Alıntı Metin:
━━━━
BİR YILDIZ DAHA KAYDI O DA BENİM BABAM…
Çok uzun zamandır elime kalem alamadım yazmak istediklerimi hiç yazamadım. Bizim için 5 şubat da başlayan bilinmeyen denklem, koşmacalar her minik ihtimalden beklenen umutlar 19 haziranda maalesef noktalandı.
İlk defa babamın yanıbaşında otururken aldım elime kalemi.
16.06.2013 Hastanedeyiz… Uyuyor, gözleri kapalı, kelimeler anlaşılmamaya başladı birşeyler söylemek istese de çok zorlandığı belli.
‘babacığım’ diyorum ellerine sarılarak tek anladığım ‘yavrum benim’ oluyor. Dünya duruyor benim için gözlerimden yaşlar boşanıyor. Herşeyi anlıyor o sevecen adam ama artık rahat konuşamıyor. Evlatlarına çok düşkün babam tüm enerjinisi toplayarak ‘yavrum benim’ diyebiliyor.
Bugün babalar günü, bende onun yanındayım zaten hergün onun yanındayım. Ellerini öpüp sıkıca sarılıyorum kutluyoruz biliyorum.
Oldum alası böyle özel günlerden hoşlanmaz ‘öyle şey mi olur her gün bilinmeli değerler’ derdi.
Birçok arkadaşım daha çocuk yaşlarda tanıştı babasız yaşam ile. Ben şanslıyım aslında onca senemde sırtımı güvenle yasladığım hiç yanlış gelmeyeceğine emin olduğum, çok güvendiğim, saçımın tek teline zarar gelmesin diye korumaya çalışan bir baba ile yaşadım.
Hayatta sonlar var elbet, ama içim acıyor . Kolay mı gözünüzü açıp gördüğünüz, sizi artniyetsiz gerçek sevgiyle sarıp sarmalayan tek ve ilk erkek. BABA.
Öyle açık değerleri, inançları, düşünceleri olan bir adam. Biz çocuklarını din dil ırk renk ayırmadan insanı insan olarak sevdiren aydın görüşlü adam.
━━━━
Alıntı metnin "Hayatta sonlar var" sözleriyle başlayıp "ilk erkek. BABA." sözlerine kadar süren bölümünü hiç değiştirmeden tekrarlayın. Öğelere bu iş için ihtiyaç yoktur.

Öğeler:
━━━━
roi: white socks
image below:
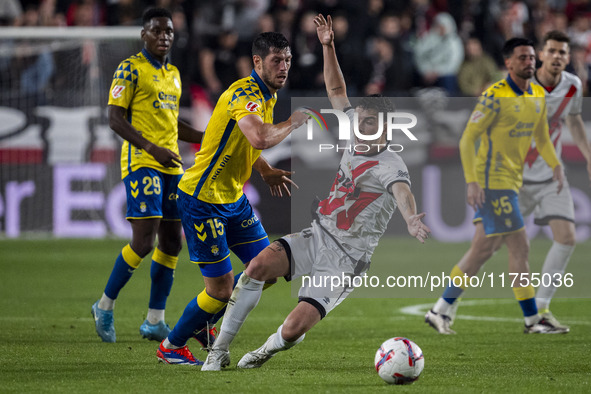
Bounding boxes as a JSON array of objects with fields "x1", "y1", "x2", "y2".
[
  {"x1": 536, "y1": 241, "x2": 575, "y2": 313},
  {"x1": 213, "y1": 273, "x2": 265, "y2": 350},
  {"x1": 98, "y1": 293, "x2": 115, "y2": 311},
  {"x1": 432, "y1": 298, "x2": 458, "y2": 316},
  {"x1": 260, "y1": 324, "x2": 306, "y2": 354}
]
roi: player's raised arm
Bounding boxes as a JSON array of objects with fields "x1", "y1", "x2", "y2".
[
  {"x1": 108, "y1": 105, "x2": 183, "y2": 167},
  {"x1": 314, "y1": 14, "x2": 351, "y2": 110},
  {"x1": 252, "y1": 155, "x2": 299, "y2": 197},
  {"x1": 238, "y1": 111, "x2": 310, "y2": 150},
  {"x1": 534, "y1": 102, "x2": 564, "y2": 193},
  {"x1": 392, "y1": 182, "x2": 431, "y2": 243}
]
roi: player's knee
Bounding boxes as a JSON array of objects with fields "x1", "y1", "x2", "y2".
[
  {"x1": 281, "y1": 320, "x2": 306, "y2": 342},
  {"x1": 207, "y1": 286, "x2": 232, "y2": 302},
  {"x1": 246, "y1": 257, "x2": 275, "y2": 281},
  {"x1": 554, "y1": 231, "x2": 577, "y2": 246},
  {"x1": 131, "y1": 242, "x2": 154, "y2": 258}
]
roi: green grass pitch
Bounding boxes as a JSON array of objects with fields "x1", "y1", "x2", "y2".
[{"x1": 0, "y1": 238, "x2": 591, "y2": 393}]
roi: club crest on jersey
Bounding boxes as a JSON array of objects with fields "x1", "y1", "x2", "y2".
[
  {"x1": 470, "y1": 111, "x2": 484, "y2": 123},
  {"x1": 111, "y1": 85, "x2": 125, "y2": 99},
  {"x1": 211, "y1": 245, "x2": 220, "y2": 256},
  {"x1": 245, "y1": 101, "x2": 259, "y2": 112}
]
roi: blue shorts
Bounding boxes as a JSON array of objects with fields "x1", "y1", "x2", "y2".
[
  {"x1": 177, "y1": 189, "x2": 269, "y2": 278},
  {"x1": 473, "y1": 189, "x2": 525, "y2": 237},
  {"x1": 123, "y1": 167, "x2": 182, "y2": 220}
]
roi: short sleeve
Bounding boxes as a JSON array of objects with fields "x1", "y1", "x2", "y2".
[
  {"x1": 228, "y1": 87, "x2": 263, "y2": 122},
  {"x1": 109, "y1": 60, "x2": 138, "y2": 108},
  {"x1": 372, "y1": 155, "x2": 410, "y2": 192}
]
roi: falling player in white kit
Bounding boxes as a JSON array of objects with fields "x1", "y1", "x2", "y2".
[
  {"x1": 519, "y1": 31, "x2": 591, "y2": 329},
  {"x1": 201, "y1": 15, "x2": 430, "y2": 371}
]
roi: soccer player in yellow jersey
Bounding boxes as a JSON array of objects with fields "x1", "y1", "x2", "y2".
[
  {"x1": 425, "y1": 38, "x2": 564, "y2": 334},
  {"x1": 92, "y1": 8, "x2": 203, "y2": 342},
  {"x1": 157, "y1": 32, "x2": 309, "y2": 365}
]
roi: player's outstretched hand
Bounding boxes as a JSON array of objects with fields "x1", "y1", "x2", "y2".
[
  {"x1": 406, "y1": 212, "x2": 431, "y2": 244},
  {"x1": 314, "y1": 14, "x2": 334, "y2": 45},
  {"x1": 552, "y1": 164, "x2": 564, "y2": 194},
  {"x1": 289, "y1": 107, "x2": 311, "y2": 130},
  {"x1": 466, "y1": 182, "x2": 485, "y2": 211},
  {"x1": 261, "y1": 167, "x2": 299, "y2": 197},
  {"x1": 146, "y1": 144, "x2": 183, "y2": 168}
]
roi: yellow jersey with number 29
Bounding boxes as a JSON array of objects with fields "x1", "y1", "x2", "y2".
[{"x1": 109, "y1": 49, "x2": 183, "y2": 178}]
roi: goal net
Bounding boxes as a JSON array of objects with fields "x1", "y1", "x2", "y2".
[{"x1": 0, "y1": 27, "x2": 142, "y2": 238}]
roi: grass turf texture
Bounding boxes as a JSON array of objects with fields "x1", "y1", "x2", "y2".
[{"x1": 0, "y1": 238, "x2": 591, "y2": 393}]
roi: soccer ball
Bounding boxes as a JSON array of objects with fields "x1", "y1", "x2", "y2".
[{"x1": 375, "y1": 337, "x2": 425, "y2": 384}]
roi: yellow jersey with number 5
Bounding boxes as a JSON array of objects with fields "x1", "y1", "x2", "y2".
[
  {"x1": 460, "y1": 76, "x2": 560, "y2": 192},
  {"x1": 109, "y1": 49, "x2": 183, "y2": 178},
  {"x1": 179, "y1": 70, "x2": 277, "y2": 204}
]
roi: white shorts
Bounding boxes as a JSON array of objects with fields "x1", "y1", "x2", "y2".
[
  {"x1": 282, "y1": 222, "x2": 369, "y2": 317},
  {"x1": 519, "y1": 179, "x2": 575, "y2": 226}
]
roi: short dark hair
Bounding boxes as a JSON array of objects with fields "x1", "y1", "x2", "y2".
[
  {"x1": 142, "y1": 8, "x2": 172, "y2": 26},
  {"x1": 252, "y1": 32, "x2": 289, "y2": 59},
  {"x1": 542, "y1": 30, "x2": 570, "y2": 44},
  {"x1": 357, "y1": 94, "x2": 396, "y2": 113},
  {"x1": 503, "y1": 37, "x2": 535, "y2": 59}
]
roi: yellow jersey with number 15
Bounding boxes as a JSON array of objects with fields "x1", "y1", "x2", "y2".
[
  {"x1": 109, "y1": 49, "x2": 183, "y2": 178},
  {"x1": 179, "y1": 70, "x2": 277, "y2": 204},
  {"x1": 460, "y1": 76, "x2": 560, "y2": 192}
]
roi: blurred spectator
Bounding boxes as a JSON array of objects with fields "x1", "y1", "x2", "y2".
[
  {"x1": 458, "y1": 37, "x2": 500, "y2": 97},
  {"x1": 364, "y1": 36, "x2": 413, "y2": 96},
  {"x1": 414, "y1": 13, "x2": 464, "y2": 96},
  {"x1": 199, "y1": 30, "x2": 251, "y2": 101},
  {"x1": 568, "y1": 14, "x2": 591, "y2": 63},
  {"x1": 66, "y1": 0, "x2": 105, "y2": 26},
  {"x1": 332, "y1": 12, "x2": 371, "y2": 96},
  {"x1": 289, "y1": 11, "x2": 323, "y2": 89},
  {"x1": 105, "y1": 0, "x2": 145, "y2": 26},
  {"x1": 12, "y1": 5, "x2": 55, "y2": 108},
  {"x1": 0, "y1": 0, "x2": 23, "y2": 26}
]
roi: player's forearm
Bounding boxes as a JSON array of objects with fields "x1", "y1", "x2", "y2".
[
  {"x1": 178, "y1": 120, "x2": 203, "y2": 144},
  {"x1": 322, "y1": 43, "x2": 347, "y2": 99},
  {"x1": 534, "y1": 129, "x2": 560, "y2": 169},
  {"x1": 392, "y1": 182, "x2": 417, "y2": 224},
  {"x1": 250, "y1": 119, "x2": 301, "y2": 150},
  {"x1": 109, "y1": 106, "x2": 154, "y2": 152},
  {"x1": 252, "y1": 155, "x2": 273, "y2": 174},
  {"x1": 566, "y1": 115, "x2": 591, "y2": 163}
]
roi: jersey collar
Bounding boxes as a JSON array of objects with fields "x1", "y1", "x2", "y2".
[
  {"x1": 142, "y1": 48, "x2": 168, "y2": 70},
  {"x1": 250, "y1": 70, "x2": 273, "y2": 101},
  {"x1": 506, "y1": 74, "x2": 533, "y2": 96}
]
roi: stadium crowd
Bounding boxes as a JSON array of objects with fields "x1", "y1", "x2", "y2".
[{"x1": 0, "y1": 0, "x2": 591, "y2": 102}]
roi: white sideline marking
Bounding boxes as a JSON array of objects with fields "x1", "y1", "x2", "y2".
[{"x1": 400, "y1": 299, "x2": 591, "y2": 326}]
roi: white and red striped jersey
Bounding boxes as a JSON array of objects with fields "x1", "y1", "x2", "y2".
[
  {"x1": 523, "y1": 71, "x2": 583, "y2": 183},
  {"x1": 317, "y1": 109, "x2": 410, "y2": 261}
]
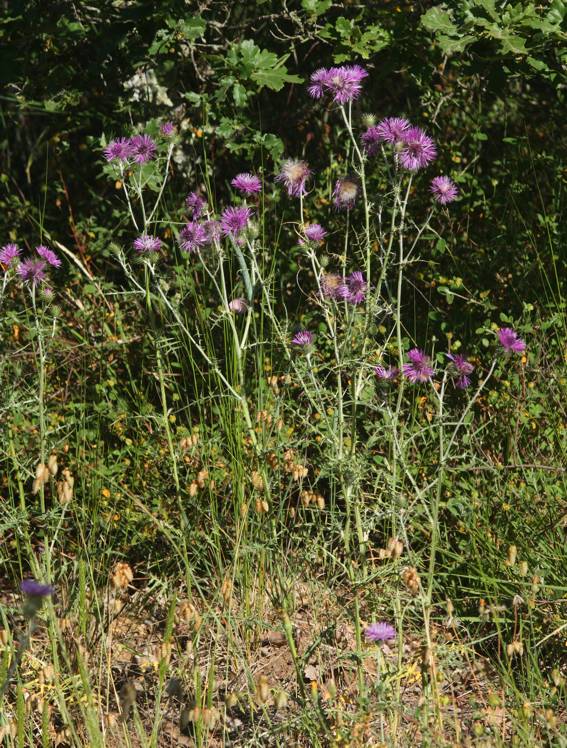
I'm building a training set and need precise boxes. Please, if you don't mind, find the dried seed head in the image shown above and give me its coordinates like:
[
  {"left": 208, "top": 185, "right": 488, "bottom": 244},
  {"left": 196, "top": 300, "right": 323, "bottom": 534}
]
[{"left": 111, "top": 561, "right": 134, "bottom": 590}]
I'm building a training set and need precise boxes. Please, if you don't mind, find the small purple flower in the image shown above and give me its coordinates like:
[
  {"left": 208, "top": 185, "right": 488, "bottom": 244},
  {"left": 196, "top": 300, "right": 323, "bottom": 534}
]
[
  {"left": 129, "top": 135, "right": 157, "bottom": 164},
  {"left": 16, "top": 258, "right": 45, "bottom": 286},
  {"left": 231, "top": 172, "right": 262, "bottom": 195},
  {"left": 276, "top": 158, "right": 312, "bottom": 197},
  {"left": 291, "top": 330, "right": 313, "bottom": 347},
  {"left": 364, "top": 621, "right": 396, "bottom": 642},
  {"left": 104, "top": 138, "right": 132, "bottom": 161},
  {"left": 20, "top": 579, "right": 55, "bottom": 597},
  {"left": 35, "top": 244, "right": 61, "bottom": 268},
  {"left": 333, "top": 177, "right": 358, "bottom": 210},
  {"left": 498, "top": 327, "right": 526, "bottom": 353},
  {"left": 402, "top": 348, "right": 435, "bottom": 384},
  {"left": 430, "top": 177, "right": 459, "bottom": 205},
  {"left": 374, "top": 366, "right": 400, "bottom": 381},
  {"left": 221, "top": 205, "right": 252, "bottom": 237},
  {"left": 0, "top": 244, "right": 22, "bottom": 265},
  {"left": 299, "top": 223, "right": 327, "bottom": 244},
  {"left": 399, "top": 127, "right": 437, "bottom": 171},
  {"left": 335, "top": 270, "right": 368, "bottom": 305},
  {"left": 307, "top": 65, "right": 368, "bottom": 104},
  {"left": 185, "top": 192, "right": 207, "bottom": 218},
  {"left": 447, "top": 353, "right": 474, "bottom": 390},
  {"left": 159, "top": 122, "right": 175, "bottom": 138},
  {"left": 228, "top": 297, "right": 248, "bottom": 314},
  {"left": 133, "top": 234, "right": 162, "bottom": 253},
  {"left": 362, "top": 117, "right": 411, "bottom": 156},
  {"left": 179, "top": 221, "right": 210, "bottom": 253}
]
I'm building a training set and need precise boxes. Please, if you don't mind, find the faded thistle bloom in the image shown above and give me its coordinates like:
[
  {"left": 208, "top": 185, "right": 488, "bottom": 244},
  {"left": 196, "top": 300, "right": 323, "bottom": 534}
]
[
  {"left": 185, "top": 192, "right": 207, "bottom": 218},
  {"left": 335, "top": 270, "right": 368, "bottom": 305},
  {"left": 364, "top": 621, "right": 396, "bottom": 642},
  {"left": 361, "top": 117, "right": 411, "bottom": 156},
  {"left": 129, "top": 135, "right": 157, "bottom": 164},
  {"left": 307, "top": 65, "right": 368, "bottom": 104},
  {"left": 0, "top": 244, "right": 22, "bottom": 265},
  {"left": 276, "top": 158, "right": 312, "bottom": 197},
  {"left": 228, "top": 297, "right": 248, "bottom": 314},
  {"left": 231, "top": 172, "right": 262, "bottom": 195},
  {"left": 35, "top": 244, "right": 61, "bottom": 268},
  {"left": 179, "top": 221, "right": 210, "bottom": 253},
  {"left": 447, "top": 353, "right": 474, "bottom": 390},
  {"left": 20, "top": 579, "right": 55, "bottom": 597},
  {"left": 220, "top": 205, "right": 252, "bottom": 237},
  {"left": 159, "top": 122, "right": 175, "bottom": 138},
  {"left": 291, "top": 330, "right": 313, "bottom": 347},
  {"left": 333, "top": 177, "right": 358, "bottom": 210},
  {"left": 299, "top": 223, "right": 327, "bottom": 244},
  {"left": 399, "top": 127, "right": 437, "bottom": 171},
  {"left": 374, "top": 366, "right": 400, "bottom": 381},
  {"left": 133, "top": 234, "right": 161, "bottom": 253},
  {"left": 104, "top": 138, "right": 132, "bottom": 161},
  {"left": 16, "top": 258, "right": 45, "bottom": 286},
  {"left": 498, "top": 327, "right": 526, "bottom": 353},
  {"left": 430, "top": 177, "right": 459, "bottom": 205},
  {"left": 402, "top": 348, "right": 435, "bottom": 383}
]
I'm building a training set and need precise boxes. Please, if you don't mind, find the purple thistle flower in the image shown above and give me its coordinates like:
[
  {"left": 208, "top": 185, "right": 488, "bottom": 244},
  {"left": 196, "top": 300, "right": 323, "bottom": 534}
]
[
  {"left": 333, "top": 177, "right": 358, "bottom": 210},
  {"left": 16, "top": 258, "right": 45, "bottom": 286},
  {"left": 498, "top": 327, "right": 526, "bottom": 353},
  {"left": 220, "top": 205, "right": 252, "bottom": 237},
  {"left": 447, "top": 353, "right": 474, "bottom": 390},
  {"left": 374, "top": 366, "right": 400, "bottom": 380},
  {"left": 179, "top": 221, "right": 210, "bottom": 253},
  {"left": 399, "top": 127, "right": 437, "bottom": 171},
  {"left": 20, "top": 579, "right": 55, "bottom": 597},
  {"left": 0, "top": 244, "right": 22, "bottom": 265},
  {"left": 104, "top": 138, "right": 132, "bottom": 161},
  {"left": 320, "top": 65, "right": 368, "bottom": 104},
  {"left": 35, "top": 244, "right": 61, "bottom": 268},
  {"left": 129, "top": 135, "right": 157, "bottom": 164},
  {"left": 335, "top": 270, "right": 368, "bottom": 305},
  {"left": 133, "top": 234, "right": 162, "bottom": 253},
  {"left": 228, "top": 297, "right": 248, "bottom": 314},
  {"left": 362, "top": 117, "right": 411, "bottom": 156},
  {"left": 185, "top": 192, "right": 207, "bottom": 218},
  {"left": 231, "top": 172, "right": 262, "bottom": 195},
  {"left": 291, "top": 330, "right": 313, "bottom": 347},
  {"left": 299, "top": 223, "right": 327, "bottom": 244},
  {"left": 430, "top": 177, "right": 459, "bottom": 205},
  {"left": 276, "top": 158, "right": 312, "bottom": 197},
  {"left": 364, "top": 621, "right": 396, "bottom": 642},
  {"left": 402, "top": 348, "right": 435, "bottom": 384}
]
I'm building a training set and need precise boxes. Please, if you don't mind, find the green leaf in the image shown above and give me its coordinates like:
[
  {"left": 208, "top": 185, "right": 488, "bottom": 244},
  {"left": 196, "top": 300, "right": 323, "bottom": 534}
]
[{"left": 421, "top": 6, "right": 458, "bottom": 36}]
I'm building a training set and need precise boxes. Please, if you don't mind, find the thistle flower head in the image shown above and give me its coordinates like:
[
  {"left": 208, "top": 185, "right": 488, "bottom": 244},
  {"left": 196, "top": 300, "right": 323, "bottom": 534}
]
━━━━
Beklenen Çıktı:
Hayatta sonlar var elbet, ama içim acıyor . Kolay mı gözünüzü açıp gördüğünüz, sizi artniyetsiz gerçek sevgiyle sarıp sarmalayan tek ve ilk erkek. BABA.